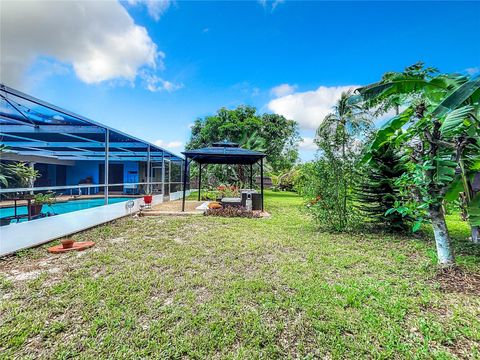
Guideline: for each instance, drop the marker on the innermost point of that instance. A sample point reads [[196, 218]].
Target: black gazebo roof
[[224, 153]]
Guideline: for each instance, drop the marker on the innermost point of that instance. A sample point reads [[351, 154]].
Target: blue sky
[[183, 60]]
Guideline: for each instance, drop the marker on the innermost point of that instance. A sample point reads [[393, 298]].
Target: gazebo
[[226, 153]]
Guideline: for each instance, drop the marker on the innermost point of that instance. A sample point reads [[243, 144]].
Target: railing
[[168, 186]]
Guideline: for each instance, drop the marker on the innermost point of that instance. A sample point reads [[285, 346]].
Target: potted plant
[[147, 198], [39, 200]]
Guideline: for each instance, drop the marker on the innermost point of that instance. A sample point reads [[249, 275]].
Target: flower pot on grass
[[35, 209], [147, 199], [67, 243]]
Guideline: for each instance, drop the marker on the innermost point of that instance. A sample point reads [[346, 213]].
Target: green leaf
[[457, 97], [417, 225], [474, 211], [455, 188], [455, 119]]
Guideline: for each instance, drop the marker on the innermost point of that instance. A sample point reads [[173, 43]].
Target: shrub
[[214, 205], [228, 191], [232, 211], [376, 192]]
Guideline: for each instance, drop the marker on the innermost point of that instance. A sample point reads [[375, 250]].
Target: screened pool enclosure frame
[[34, 129]]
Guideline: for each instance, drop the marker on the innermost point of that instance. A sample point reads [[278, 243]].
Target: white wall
[[17, 236]]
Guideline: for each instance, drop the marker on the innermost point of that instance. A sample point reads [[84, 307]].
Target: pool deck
[[65, 198], [174, 208]]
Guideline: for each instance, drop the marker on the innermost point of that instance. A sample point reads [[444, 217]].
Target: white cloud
[[155, 83], [175, 144], [155, 8], [98, 39], [283, 89], [473, 70], [308, 108], [272, 4], [308, 143]]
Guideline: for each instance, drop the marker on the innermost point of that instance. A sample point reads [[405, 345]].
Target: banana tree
[[439, 129]]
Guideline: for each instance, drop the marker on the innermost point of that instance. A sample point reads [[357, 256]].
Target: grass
[[206, 287]]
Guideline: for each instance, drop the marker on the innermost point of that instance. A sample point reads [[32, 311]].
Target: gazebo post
[[184, 183], [261, 179], [199, 180]]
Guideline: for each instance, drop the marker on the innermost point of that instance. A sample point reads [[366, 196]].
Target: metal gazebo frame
[[226, 153]]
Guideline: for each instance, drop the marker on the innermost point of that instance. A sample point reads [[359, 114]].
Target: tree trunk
[[476, 234], [442, 238]]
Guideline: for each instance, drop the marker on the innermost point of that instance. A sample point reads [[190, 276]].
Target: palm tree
[[339, 127]]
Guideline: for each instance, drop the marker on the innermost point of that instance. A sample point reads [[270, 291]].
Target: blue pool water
[[64, 207]]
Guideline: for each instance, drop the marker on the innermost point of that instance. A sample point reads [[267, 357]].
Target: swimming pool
[[64, 207]]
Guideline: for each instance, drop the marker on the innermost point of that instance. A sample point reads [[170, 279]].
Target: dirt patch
[[457, 280]]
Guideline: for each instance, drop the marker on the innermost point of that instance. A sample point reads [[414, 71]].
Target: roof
[[32, 127], [224, 153]]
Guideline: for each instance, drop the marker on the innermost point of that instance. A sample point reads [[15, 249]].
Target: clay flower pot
[[67, 243], [36, 209], [147, 199]]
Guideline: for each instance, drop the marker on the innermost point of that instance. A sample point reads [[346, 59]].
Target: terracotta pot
[[36, 209], [67, 243], [147, 199]]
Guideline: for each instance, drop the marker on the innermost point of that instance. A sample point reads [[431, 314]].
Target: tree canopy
[[278, 136]]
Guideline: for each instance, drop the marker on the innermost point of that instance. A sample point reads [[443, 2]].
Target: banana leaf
[[455, 119], [457, 97]]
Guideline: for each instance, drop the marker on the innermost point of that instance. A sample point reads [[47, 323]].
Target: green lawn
[[201, 287]]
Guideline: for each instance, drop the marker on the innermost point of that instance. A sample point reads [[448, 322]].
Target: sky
[[150, 68]]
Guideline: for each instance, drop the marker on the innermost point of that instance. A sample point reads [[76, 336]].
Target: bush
[[327, 199], [232, 211]]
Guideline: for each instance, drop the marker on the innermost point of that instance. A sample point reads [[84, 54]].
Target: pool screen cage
[[34, 131]]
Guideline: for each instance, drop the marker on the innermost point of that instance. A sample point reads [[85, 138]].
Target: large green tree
[[438, 130], [279, 136]]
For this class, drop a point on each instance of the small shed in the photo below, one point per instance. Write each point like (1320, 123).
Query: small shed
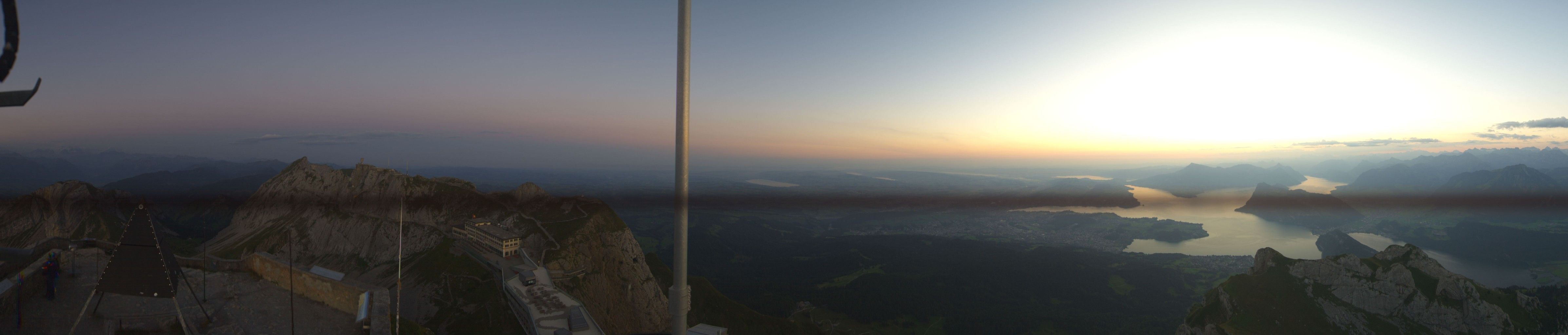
(708, 329)
(327, 273)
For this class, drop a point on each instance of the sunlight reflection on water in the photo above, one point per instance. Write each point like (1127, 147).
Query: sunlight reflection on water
(1241, 234)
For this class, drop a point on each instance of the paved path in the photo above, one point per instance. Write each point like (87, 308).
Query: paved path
(239, 303)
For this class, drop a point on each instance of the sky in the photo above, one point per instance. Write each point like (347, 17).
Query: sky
(592, 83)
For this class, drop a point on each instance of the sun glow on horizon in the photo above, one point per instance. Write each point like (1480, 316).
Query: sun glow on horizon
(1258, 88)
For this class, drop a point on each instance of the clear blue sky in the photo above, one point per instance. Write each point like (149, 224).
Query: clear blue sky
(590, 83)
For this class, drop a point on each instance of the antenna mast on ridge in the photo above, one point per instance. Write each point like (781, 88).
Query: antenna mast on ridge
(680, 293)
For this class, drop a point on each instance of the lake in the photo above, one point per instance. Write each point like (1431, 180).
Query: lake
(1241, 234)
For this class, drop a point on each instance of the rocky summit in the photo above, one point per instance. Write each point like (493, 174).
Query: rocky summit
(347, 220)
(70, 209)
(1399, 290)
(1340, 243)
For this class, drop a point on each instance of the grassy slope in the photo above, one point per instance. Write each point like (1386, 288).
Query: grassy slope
(712, 308)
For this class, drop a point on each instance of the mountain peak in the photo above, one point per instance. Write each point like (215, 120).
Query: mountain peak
(1399, 290)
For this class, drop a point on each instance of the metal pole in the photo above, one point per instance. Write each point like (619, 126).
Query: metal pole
(397, 325)
(291, 281)
(84, 312)
(680, 293)
(189, 289)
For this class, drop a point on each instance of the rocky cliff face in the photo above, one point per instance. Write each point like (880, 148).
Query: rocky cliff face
(1399, 290)
(1299, 207)
(347, 220)
(63, 210)
(622, 286)
(1340, 243)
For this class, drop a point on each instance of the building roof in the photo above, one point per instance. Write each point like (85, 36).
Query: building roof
(524, 268)
(708, 329)
(327, 273)
(142, 265)
(578, 320)
(498, 232)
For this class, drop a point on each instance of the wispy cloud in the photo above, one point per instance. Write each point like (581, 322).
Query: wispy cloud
(1548, 123)
(1368, 143)
(327, 138)
(1507, 137)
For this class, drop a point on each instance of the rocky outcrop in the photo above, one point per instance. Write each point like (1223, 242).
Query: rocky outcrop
(63, 210)
(1340, 243)
(1399, 290)
(347, 220)
(623, 287)
(1299, 207)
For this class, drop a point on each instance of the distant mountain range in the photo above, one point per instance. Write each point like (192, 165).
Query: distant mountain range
(1196, 179)
(1282, 204)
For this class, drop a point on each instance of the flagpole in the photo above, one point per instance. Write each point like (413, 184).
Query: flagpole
(397, 323)
(680, 293)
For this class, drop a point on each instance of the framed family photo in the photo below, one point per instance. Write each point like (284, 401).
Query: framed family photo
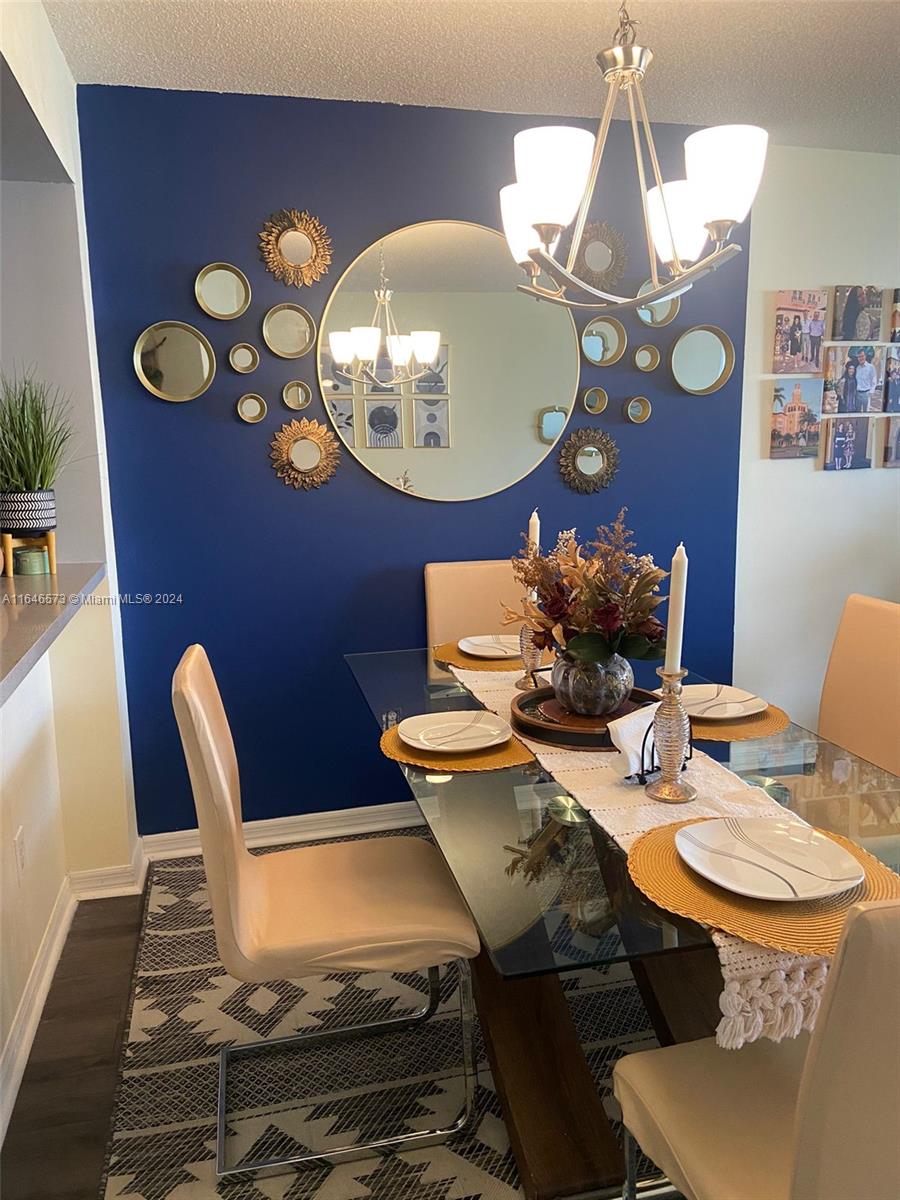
(801, 324)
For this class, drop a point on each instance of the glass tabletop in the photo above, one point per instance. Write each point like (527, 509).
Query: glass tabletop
(549, 889)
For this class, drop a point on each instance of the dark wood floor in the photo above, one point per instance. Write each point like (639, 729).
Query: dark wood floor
(58, 1133)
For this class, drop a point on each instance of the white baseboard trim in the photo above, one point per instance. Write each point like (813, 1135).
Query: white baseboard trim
(24, 1024)
(303, 827)
(112, 881)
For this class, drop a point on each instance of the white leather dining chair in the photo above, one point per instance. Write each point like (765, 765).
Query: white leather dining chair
(466, 599)
(859, 708)
(810, 1119)
(381, 904)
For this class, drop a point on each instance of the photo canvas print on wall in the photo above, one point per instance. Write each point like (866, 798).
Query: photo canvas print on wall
(847, 443)
(796, 413)
(801, 324)
(857, 313)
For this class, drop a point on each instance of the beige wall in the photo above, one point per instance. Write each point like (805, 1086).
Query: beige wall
(808, 538)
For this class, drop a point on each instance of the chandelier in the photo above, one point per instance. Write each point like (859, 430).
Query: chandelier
(687, 222)
(358, 349)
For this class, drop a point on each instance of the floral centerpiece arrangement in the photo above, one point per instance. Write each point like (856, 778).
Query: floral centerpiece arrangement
(595, 605)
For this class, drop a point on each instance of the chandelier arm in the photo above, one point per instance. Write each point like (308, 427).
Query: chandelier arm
(642, 184)
(713, 261)
(599, 147)
(677, 265)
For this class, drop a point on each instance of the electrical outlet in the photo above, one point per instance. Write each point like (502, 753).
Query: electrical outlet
(18, 843)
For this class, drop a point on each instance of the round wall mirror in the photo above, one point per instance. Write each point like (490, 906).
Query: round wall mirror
(702, 360)
(288, 330)
(174, 361)
(504, 378)
(661, 312)
(604, 341)
(222, 291)
(297, 394)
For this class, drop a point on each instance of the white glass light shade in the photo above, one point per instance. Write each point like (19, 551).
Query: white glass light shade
(725, 166)
(684, 223)
(400, 348)
(366, 342)
(341, 346)
(426, 343)
(553, 162)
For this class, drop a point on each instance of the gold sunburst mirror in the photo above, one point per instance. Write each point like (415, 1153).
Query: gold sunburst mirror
(295, 247)
(305, 454)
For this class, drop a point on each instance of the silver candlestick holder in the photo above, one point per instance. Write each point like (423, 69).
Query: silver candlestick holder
(531, 655)
(672, 736)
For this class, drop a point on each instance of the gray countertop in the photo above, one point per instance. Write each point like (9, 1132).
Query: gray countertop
(34, 611)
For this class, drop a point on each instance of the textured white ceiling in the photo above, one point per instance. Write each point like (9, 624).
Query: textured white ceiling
(814, 72)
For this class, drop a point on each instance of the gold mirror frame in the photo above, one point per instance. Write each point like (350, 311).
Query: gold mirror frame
(144, 379)
(306, 391)
(293, 274)
(255, 358)
(595, 406)
(221, 267)
(305, 431)
(724, 376)
(291, 307)
(623, 341)
(601, 231)
(569, 468)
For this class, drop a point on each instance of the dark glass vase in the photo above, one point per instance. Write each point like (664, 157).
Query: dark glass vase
(589, 688)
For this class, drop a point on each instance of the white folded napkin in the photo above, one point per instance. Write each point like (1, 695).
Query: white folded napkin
(628, 736)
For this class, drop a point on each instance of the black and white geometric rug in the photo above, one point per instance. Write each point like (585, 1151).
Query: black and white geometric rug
(185, 1007)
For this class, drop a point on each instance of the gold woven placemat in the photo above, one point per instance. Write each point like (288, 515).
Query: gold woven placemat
(803, 927)
(760, 725)
(511, 754)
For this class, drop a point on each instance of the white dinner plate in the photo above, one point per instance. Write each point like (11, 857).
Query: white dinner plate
(720, 702)
(768, 858)
(455, 732)
(490, 646)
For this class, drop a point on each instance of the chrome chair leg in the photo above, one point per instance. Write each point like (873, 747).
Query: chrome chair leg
(400, 1141)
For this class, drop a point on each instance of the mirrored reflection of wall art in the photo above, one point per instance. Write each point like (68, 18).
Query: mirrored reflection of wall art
(431, 420)
(297, 395)
(801, 328)
(436, 381)
(341, 412)
(855, 379)
(858, 313)
(244, 358)
(174, 361)
(384, 423)
(295, 247)
(847, 443)
(796, 419)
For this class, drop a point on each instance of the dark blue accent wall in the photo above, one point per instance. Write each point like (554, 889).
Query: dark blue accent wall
(280, 585)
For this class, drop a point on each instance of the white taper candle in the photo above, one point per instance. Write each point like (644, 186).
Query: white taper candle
(675, 625)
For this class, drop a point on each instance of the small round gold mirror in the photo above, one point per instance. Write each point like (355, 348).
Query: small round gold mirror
(661, 312)
(288, 330)
(297, 395)
(588, 460)
(295, 247)
(595, 401)
(604, 341)
(305, 454)
(174, 361)
(222, 291)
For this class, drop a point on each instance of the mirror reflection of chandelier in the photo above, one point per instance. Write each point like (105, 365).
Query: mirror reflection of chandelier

PROBLEM DETAILS
Copy each line of the preceding data that contains the string "below".

RESPONSE BOX
For this class, drop a point on each instance of the small shed in the photo below, one point per instance. Write each point like (1320, 123).
For this class, drop a point on each instance of the framed family photo in the photo below, one point per instance. Write each point like (284, 401).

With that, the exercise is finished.